### Problem requirements
List each line of the data in which the string "item" appears.

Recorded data
#####

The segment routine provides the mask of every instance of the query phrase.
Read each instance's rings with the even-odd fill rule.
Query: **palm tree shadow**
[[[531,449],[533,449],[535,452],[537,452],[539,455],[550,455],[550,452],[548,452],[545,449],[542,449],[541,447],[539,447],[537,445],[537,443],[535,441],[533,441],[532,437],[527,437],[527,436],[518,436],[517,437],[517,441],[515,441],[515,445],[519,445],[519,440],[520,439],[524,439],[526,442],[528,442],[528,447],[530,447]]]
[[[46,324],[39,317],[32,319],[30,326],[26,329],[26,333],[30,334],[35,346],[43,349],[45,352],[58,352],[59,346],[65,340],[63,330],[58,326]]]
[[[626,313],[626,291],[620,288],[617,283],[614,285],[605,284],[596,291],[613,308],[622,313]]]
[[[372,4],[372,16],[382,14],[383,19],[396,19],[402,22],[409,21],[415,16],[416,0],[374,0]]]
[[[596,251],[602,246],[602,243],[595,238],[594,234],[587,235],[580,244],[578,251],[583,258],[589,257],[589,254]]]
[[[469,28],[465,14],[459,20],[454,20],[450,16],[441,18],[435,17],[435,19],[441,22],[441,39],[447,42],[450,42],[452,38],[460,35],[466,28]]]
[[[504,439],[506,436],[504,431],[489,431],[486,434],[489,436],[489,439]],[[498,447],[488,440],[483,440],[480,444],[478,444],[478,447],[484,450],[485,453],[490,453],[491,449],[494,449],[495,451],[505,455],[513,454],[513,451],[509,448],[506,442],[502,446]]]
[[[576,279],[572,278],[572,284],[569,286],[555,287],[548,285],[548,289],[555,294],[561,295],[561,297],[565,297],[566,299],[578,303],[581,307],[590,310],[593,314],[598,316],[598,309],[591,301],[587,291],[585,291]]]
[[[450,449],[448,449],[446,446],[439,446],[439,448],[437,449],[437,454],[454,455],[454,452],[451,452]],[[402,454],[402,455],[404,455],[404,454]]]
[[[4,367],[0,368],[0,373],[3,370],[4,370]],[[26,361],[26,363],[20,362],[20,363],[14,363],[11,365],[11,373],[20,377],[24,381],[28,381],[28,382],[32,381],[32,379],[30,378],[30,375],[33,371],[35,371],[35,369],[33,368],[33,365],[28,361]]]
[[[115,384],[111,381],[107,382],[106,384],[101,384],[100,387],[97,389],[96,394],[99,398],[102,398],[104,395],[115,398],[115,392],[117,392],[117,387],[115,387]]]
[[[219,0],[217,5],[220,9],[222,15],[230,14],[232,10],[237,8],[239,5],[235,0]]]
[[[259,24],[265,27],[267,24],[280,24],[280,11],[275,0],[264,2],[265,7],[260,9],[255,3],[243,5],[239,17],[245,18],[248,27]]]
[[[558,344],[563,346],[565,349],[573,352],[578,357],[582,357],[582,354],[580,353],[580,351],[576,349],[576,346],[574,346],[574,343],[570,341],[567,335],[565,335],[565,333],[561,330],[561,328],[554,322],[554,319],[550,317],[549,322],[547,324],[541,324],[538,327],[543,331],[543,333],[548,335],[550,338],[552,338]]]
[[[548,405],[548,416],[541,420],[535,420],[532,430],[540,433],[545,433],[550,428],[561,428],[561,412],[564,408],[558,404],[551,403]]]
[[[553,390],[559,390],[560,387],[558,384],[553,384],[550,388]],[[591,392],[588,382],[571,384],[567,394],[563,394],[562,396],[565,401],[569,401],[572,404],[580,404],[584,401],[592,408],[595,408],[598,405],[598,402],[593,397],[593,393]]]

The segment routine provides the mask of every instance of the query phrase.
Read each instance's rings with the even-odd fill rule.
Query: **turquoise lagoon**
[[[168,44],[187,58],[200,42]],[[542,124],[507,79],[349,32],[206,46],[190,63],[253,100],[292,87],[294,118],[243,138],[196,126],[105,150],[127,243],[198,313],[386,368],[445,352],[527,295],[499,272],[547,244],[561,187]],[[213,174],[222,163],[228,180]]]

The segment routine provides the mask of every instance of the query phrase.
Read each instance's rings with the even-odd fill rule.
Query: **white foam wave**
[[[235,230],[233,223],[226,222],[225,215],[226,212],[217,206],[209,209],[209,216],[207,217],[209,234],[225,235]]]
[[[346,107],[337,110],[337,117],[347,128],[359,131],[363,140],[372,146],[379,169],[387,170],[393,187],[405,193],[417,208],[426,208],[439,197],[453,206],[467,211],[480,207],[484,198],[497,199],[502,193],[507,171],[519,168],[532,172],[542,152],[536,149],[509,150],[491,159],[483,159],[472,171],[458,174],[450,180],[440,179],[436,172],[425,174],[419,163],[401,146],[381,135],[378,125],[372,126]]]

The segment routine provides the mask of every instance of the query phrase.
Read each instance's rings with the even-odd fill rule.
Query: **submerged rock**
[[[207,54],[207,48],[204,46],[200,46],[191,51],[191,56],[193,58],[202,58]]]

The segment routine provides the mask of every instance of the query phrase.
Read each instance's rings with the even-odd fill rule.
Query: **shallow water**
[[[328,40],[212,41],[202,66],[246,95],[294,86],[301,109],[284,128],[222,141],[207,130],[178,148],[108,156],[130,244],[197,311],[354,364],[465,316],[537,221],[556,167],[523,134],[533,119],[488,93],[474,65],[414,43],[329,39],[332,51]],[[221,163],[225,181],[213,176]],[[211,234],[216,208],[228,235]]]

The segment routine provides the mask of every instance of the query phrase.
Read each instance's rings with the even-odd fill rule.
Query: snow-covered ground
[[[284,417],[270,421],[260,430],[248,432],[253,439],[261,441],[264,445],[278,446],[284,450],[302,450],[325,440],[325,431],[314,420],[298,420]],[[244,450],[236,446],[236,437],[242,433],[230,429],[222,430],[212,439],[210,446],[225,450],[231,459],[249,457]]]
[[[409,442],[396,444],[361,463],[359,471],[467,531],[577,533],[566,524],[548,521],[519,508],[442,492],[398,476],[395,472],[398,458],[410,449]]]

#####

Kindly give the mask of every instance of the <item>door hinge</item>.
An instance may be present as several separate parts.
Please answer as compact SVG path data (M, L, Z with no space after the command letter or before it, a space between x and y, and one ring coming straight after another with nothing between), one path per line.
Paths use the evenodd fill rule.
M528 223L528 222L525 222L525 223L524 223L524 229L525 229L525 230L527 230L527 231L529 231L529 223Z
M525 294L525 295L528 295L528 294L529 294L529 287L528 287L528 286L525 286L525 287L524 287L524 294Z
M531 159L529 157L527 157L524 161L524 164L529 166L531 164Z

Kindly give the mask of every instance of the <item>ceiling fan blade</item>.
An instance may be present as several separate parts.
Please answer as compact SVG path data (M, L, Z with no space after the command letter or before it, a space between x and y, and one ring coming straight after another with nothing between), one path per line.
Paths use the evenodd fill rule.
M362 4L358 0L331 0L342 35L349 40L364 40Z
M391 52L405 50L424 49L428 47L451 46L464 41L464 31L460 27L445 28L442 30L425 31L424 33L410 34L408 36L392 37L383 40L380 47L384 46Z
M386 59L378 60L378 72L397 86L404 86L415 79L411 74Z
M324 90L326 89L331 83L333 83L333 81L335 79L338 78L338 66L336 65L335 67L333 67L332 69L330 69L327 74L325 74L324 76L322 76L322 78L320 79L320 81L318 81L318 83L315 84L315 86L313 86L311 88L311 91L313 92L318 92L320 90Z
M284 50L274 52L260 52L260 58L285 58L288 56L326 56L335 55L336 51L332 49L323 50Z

#####

### Answer section
Kindly give the mask of every instance of the <item>door hinge</item>.
Kindly give the mask of every instance of the <item>ceiling fan blade</item>.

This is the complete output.